ASSIGNED TASK:
Using the data below, determine the number of lines that include the string "clock". Write only that number.

RECORDS FOR THIS EXERCISE:
══════════

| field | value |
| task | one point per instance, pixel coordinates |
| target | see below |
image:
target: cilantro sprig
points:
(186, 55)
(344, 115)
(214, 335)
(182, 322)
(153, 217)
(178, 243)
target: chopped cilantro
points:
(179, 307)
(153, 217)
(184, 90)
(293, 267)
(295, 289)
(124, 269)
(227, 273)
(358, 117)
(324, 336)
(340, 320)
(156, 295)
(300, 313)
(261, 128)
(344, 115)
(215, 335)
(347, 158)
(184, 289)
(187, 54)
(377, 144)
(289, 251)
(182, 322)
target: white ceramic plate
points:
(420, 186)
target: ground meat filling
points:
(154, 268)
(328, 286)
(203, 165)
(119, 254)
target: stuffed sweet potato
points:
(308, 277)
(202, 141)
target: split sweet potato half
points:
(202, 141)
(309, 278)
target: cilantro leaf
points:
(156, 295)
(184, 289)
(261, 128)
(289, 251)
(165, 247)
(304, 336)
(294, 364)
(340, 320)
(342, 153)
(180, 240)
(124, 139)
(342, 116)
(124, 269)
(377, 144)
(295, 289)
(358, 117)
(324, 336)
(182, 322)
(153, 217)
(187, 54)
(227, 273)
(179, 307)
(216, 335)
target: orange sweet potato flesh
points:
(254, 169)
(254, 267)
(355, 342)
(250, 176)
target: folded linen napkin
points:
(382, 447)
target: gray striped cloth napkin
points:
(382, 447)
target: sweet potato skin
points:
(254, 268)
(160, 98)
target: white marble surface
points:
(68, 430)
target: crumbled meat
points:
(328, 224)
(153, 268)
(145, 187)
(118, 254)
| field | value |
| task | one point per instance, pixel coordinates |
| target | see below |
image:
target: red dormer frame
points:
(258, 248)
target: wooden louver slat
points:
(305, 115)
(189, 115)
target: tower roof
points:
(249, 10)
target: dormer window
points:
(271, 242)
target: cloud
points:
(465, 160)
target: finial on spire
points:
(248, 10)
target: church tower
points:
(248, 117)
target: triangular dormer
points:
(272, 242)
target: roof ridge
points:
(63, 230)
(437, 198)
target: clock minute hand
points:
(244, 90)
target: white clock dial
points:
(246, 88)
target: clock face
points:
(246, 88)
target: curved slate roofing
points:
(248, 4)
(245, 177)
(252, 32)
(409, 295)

══════════

OUTPUT:
3